Okay, here's the thing about fifteen-block slider puzzles and the Towers of Hanoi puzzle. They're done. They're -over-. There's probably new twists you can put on them, but nobody IS. The Towers of Hanoi was popularized in 1833 by a French mathmatician named somethingorother Lucas. He posited that somewhere (POSSIBLY HANOI) there was a temple with a 64-disc version. Monks were working full time to solve it. When they finally did, the universe would end. Most versions of the puzzle have three, five, seven or nine discs, the one in Castle Malloy has seven. Mathmaticians have devised a formula and a number of algorithms that solve the Towers.
NONE OF THAT IS EXCITING. IN ANY WAY. The original point of the story was that it would take nearly forever, literally until the end of the world, to solve one. Fewer discs makes for an easier puzzle but it's still BORING AS HELL. After your first one, maybe two times solving this thing, after you've encountered it and futzed with it and worked out the gimmick, you don't feel smart anymore when you get one out of the way, you feel RELIEF that it's FUCKING FINISHED. Your reward for doing a Towers of Hanoi is that they TAKE IT THE FUCK AWAY WHEN YOU'RE DONE. It's a dull, irritating stock puzzle, on the level of that one puzzle where you have to get a fox across a river without it eating the grain or letting a chicken eat the fox, or the one where you have to pour four liters of water into a five liter jug using a three liter cup while learning about racism from Samuel L. Jackson.

- - - - -

:: WHAT TO WORK ON ::
Answer these from the passage on the Towers of Hanoi:
1. In what year was the puzzle popularized?
2. How many discs does the version in Castle Malloy have?
3. What is said to be the reward for finishing one?

:: SOURCE DATA ::

- - - - -

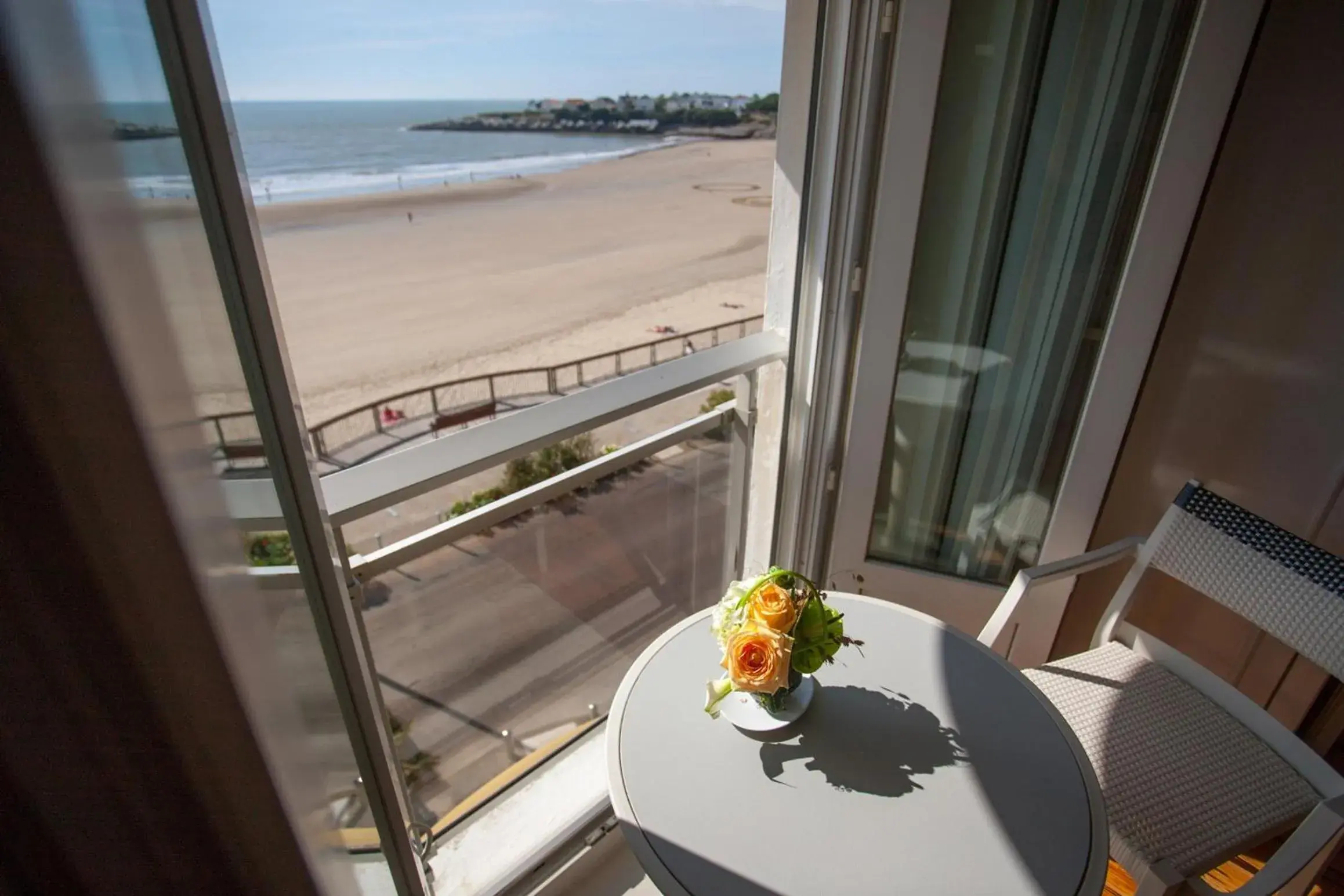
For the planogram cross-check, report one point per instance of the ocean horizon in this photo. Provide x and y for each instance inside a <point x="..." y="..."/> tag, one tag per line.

- - - - -

:: THE RESULT ::
1. 1833
2. Seven
3. It gets taken away when you're done.